> _Assignment_:
Quote exactly and only this range of lines in the data below: the line that holds "Target: cart wheel" to the line that holds "Task: where can the purple", both included.

> _Input material_:
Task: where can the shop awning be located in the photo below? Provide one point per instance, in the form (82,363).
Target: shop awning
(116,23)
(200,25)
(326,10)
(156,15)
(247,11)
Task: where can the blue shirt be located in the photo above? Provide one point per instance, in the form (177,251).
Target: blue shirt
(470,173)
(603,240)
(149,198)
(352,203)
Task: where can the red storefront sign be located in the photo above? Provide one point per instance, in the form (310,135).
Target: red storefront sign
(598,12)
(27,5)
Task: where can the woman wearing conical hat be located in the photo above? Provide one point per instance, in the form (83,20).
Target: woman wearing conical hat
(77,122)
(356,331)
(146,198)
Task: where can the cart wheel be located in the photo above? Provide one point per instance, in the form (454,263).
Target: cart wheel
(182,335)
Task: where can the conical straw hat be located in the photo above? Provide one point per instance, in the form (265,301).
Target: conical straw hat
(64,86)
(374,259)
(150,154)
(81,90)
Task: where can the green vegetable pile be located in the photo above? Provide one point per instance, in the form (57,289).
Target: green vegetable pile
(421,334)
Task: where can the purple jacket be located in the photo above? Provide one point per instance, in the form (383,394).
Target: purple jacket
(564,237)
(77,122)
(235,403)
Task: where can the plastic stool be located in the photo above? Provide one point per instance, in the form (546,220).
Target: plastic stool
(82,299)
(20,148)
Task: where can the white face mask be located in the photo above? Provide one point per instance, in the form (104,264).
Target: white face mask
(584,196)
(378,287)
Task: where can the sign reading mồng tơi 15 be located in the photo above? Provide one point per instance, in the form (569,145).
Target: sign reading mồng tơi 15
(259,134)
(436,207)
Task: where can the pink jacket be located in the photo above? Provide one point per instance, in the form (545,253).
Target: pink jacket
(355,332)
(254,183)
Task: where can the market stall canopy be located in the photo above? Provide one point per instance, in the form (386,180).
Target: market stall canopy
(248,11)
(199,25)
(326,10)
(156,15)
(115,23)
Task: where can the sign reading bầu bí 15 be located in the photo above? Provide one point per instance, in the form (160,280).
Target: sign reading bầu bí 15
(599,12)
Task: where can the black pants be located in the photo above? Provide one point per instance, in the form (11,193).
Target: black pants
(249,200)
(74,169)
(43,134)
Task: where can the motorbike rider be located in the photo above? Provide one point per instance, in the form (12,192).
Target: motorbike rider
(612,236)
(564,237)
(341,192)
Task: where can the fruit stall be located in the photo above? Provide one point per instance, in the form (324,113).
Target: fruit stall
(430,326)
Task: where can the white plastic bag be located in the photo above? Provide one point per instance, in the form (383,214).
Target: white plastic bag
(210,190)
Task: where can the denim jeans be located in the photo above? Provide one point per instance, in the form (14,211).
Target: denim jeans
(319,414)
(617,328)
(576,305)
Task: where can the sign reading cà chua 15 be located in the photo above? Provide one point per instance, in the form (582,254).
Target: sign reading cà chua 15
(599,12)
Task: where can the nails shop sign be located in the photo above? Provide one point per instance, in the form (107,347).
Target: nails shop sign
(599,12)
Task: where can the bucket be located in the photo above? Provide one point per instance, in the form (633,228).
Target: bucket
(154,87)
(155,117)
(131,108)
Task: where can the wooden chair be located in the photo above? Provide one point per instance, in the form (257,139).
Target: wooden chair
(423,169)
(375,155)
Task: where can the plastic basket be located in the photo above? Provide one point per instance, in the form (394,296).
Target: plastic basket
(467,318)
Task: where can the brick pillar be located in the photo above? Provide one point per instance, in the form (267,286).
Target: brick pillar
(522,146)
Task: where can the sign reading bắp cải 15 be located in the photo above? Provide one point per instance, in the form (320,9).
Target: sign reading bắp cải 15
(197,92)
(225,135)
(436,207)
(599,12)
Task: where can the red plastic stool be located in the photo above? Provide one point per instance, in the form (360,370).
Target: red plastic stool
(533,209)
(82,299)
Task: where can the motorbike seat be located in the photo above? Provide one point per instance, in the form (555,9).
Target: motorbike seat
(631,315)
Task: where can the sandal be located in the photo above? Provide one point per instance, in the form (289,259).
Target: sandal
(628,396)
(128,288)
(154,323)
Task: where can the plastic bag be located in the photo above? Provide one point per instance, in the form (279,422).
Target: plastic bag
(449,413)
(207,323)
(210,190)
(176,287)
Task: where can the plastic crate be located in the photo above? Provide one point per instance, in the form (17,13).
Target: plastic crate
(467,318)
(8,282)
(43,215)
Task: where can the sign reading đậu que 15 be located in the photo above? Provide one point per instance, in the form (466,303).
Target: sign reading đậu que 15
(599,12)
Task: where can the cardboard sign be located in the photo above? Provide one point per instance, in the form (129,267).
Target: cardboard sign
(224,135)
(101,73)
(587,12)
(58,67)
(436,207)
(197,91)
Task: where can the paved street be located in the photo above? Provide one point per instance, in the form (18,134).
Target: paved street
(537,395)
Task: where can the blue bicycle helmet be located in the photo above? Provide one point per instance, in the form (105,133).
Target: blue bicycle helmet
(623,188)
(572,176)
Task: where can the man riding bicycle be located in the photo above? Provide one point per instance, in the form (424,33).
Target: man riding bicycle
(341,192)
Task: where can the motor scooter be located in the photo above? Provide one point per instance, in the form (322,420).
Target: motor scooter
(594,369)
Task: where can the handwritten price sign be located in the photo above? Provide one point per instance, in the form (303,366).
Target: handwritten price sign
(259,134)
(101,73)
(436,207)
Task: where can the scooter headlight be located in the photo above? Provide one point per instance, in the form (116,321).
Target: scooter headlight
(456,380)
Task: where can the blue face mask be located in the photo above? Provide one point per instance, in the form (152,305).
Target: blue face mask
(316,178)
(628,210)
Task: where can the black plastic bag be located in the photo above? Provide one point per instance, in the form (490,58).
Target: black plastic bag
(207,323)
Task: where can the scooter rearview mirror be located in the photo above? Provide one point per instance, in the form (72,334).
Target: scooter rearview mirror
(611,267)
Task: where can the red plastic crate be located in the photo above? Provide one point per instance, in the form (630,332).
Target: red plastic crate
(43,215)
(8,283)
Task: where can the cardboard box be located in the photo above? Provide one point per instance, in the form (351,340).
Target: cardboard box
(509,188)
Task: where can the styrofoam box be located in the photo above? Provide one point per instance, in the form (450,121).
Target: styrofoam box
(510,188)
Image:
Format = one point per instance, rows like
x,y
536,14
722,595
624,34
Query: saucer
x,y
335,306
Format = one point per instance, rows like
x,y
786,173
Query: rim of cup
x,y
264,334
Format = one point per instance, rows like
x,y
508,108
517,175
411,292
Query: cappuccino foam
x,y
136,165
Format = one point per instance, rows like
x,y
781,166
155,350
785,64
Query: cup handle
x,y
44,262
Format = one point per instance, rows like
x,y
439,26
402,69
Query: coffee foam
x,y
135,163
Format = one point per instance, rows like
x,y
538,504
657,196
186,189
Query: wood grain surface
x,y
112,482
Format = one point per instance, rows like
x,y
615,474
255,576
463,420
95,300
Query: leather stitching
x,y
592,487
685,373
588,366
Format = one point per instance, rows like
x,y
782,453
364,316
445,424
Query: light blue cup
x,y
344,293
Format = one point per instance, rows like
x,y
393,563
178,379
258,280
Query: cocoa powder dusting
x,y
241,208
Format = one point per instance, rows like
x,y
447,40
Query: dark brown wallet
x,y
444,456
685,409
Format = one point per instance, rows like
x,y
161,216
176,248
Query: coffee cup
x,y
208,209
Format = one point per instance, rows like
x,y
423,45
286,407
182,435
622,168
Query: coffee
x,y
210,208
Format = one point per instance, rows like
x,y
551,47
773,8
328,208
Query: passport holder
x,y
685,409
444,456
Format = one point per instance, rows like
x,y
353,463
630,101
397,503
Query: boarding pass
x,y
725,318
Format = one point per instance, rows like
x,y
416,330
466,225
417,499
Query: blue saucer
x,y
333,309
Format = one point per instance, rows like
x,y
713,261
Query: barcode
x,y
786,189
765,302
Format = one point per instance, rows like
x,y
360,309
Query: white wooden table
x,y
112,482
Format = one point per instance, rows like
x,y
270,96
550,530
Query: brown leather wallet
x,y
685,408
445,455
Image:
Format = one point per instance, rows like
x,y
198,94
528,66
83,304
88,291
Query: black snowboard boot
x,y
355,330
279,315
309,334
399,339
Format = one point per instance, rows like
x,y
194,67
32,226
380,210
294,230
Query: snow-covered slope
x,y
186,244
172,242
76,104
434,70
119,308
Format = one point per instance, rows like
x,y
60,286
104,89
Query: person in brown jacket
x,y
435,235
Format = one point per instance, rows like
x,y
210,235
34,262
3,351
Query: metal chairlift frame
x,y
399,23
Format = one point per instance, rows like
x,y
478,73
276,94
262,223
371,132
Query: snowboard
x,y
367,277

> _Result of this task_:
Target: cart wheel
(182,335)
Task: where can the conical straw hat be located in the photo above? Provide one point per instance, in the form (265,301).
Target: conical straw hat
(64,86)
(374,259)
(150,154)
(81,90)
Task: where can the green vegetable pile be located in the photo above? Provide one point per instance, in the form (57,289).
Target: green vegetable pile
(421,334)
Task: where can the purple jacket be located in the photo above? Provide one point per instance, in the form (383,394).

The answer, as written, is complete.